Reading passage Start Marker
So let’s start with the industry-focused aspects of the discussion, because at this year’s SIFF there has been a stream of AI-focused seminars dissecting the pros and cons of these technological advances — and their impact on the film industry.

“I think AI is a double-edged sword,” he says. “It saves us a lot of time on pre-production and post-production. It saves a lot of money but this will go to mainstream movies, the popcorn ones — because [AI filmmaking] is easier and saves money. But at the same time, a lot of people have lost their jobs. You don’t need to think. There’s no creativity. It’s just calculations … there’s no soul.”

These are issues — and challenges — the industry will continue to face, says Leung, along with how to attract a rising generation for whom film is not the only entertainment option, as it was for him growing up in the Hong Kong of the 1970s, when there seemed to be a cinema down every street.

“When I was a kid, I enjoyed that kind of theatrical experiences. That, to me, is movies,” says Leung. “You have to watch it in a big screen. If not, you will miss a lot of film language, a lot of details. So when I was a kid, I used to watch a movie in a big cinema with a big screen, and this was just good.”

Leung has so far resisted the temptations of content offered on smaller devices — “I don’t even watch movies at home,” he says — and saw his masterclass as an opportunity to reach a younger audience in Shanghai, with a sold-out screening of his latest feature — the distinctly arthouse musing of Hungarian director Ildikó Enyedi’s Silent Friend — set to precede the session.

“We need to educate them on how to enjoy different types of movies, not just one template,” he says. “It’s not just enjoyment, but sometimes [movies] don’t have an answer for you and you have to try to figure it out yourself. That’s why we need different kinds of movies. I think smaller-scale productions will dominate the market because of so many challenges — the short-form videos, the streaming, the gaming, and all other entertainment. The new generation, they have never had a theatrical experience so you have to find a way to invite these young kids to go to cinema.”

For the past week, Leung has led a jury of directors Guan Hu, Aktan Arym Kubat, Déa Kulumbegashvili and Fernanda Valadez, producer Dora Bouchoucha and actress Xin Zhilei.

They have watched, and discussed, and judged the relative merits of 12 films from a combined 15 countries and territories.

“It’s been a very interesting experience,” says Leung. “To me it’s a learning process because I can hear [the jurors’] opinions, and it’s very subjective. There are a lot of different perspectives, so it’s fun. I think you need surprises from movies and of course the film can resonate across our whole team, but all of us agree we can enjoy a movie in a different way.”

In terms of his own career — one that started with Hong Kong’s domestic TVB channel and has since moved through action classics (Infernal Affairs) and a brilliant spell under the gaze of auteur Wong Kar-wai (Happy Together, In the Mood for Love) and on to Hollywood (Shang-Chi and the Legend of the Ten Rings) — Leung seems genuinely thrilled and inspired by the move into European arthouse circles with Enyedi.

“It was chaos,” he laughs, of his experience making a movie about the life of a ginkgo tree and the people who come into contact with it. “I really enjoyed working with such a mini crew. We found a harmony, like dancing together. You don’t know what we are going to do next. It’s really, really interesting and inspiring.”

Ahead awaits a previously announced project with fellow Hong Kong veteran Johnnie To, a return to his roots (of sorts) in a Hong Kong series made for a streamer, and more work with Enyedi, he says. There’s even the suspicion of a twinkle in his eye when offering a “maybe,” and a pause, to a question about the possibilities of a reunion with Wong.

“I choose the director first,” says Leung. “What kind of story, what genre, is not important to me. I need to have some feelings for this person or love their movies or I love this person but I never plan because I don’t want to control something that I can’t control because that’s life — it won’t happen as you wish.”
Reading passage End Marker
Provided information Start Marker
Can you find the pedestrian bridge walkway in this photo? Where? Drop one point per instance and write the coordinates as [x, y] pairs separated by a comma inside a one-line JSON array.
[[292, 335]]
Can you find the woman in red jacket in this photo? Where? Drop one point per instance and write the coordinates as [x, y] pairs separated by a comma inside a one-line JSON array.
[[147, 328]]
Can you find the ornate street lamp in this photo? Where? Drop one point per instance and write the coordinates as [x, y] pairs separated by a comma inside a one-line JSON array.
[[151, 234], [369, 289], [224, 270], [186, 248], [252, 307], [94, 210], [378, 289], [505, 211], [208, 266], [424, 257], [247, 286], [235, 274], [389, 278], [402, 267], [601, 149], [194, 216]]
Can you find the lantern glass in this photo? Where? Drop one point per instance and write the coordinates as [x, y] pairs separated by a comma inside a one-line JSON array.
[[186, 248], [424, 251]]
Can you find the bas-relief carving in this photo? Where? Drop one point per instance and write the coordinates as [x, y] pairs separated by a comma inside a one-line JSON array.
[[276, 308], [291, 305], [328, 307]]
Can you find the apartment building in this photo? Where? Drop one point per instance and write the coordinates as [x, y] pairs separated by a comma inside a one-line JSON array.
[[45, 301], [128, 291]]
Provided information End Marker
Provided information Start Marker
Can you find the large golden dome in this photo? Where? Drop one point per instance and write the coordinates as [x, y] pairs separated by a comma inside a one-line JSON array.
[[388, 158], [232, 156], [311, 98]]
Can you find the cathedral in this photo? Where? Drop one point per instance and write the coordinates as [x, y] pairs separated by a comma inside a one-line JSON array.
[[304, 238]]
Provided information End Marker
## Exercise:
Which film titles are named in the article about Leung?

## Written response:
Silent Friend; Infernal Affairs; Happy Together; In the Mood for Love; Shang-Chi and the Legend of the Ten Rings